- _Exercise set_
**1.** Do these statements agree with the excerpt on build times below? For each, answer yes or no and quote the deciding words. (a) There are two or three fast arm64 hosts. (b) Sandbox tests run on a slower host take about 5 minutes. (c) The world builds are the biggest time bottleneck.
**2.** In the excerpt on build times below, which branch should the work be rebased to?

- _Excerpt to read_
I mean, I don't know how that's physically possible, outside of adding
many more expensive build hosts. We have two-three fast arm64 hosts and
that world builds between 30-45 minutes. That's the biggest time
bottleneck.
The next biggest is that unless sandbox tests are run on a fast host,
they take upwards of 10 minutes, rather than 5.
But please, rebase your work to next and see what you can do. There is
likely some speed-ups possible if we allow for failures to take longer
to happen (and don't gate world builds on all of test.py stage
completing, just say sandbox). And if you do the work on source.denx.de
(as there is *NOTHING* stopping you from registering more runners to
your tree and using whatever tagging scheme you like) you might even see
more of the time variability due to load from other custodians.
> > > > > > > I also have another runner to add.

- _Data extract_

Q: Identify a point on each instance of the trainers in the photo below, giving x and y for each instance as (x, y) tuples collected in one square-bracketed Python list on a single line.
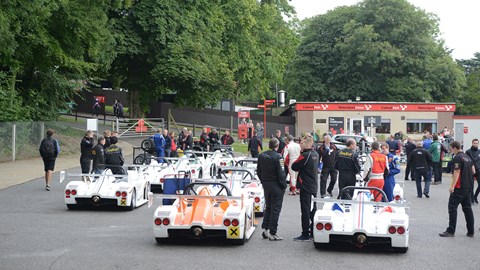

- _Answers to the tasks_
**1.**
(a) Yes: "We have two-three fast arm64 hosts"
(b) No: "they take upwards of 10 minutes, rather than 5."
(c) Yes: "That's the biggest time bottleneck."

**2.** The work should be rebased to next.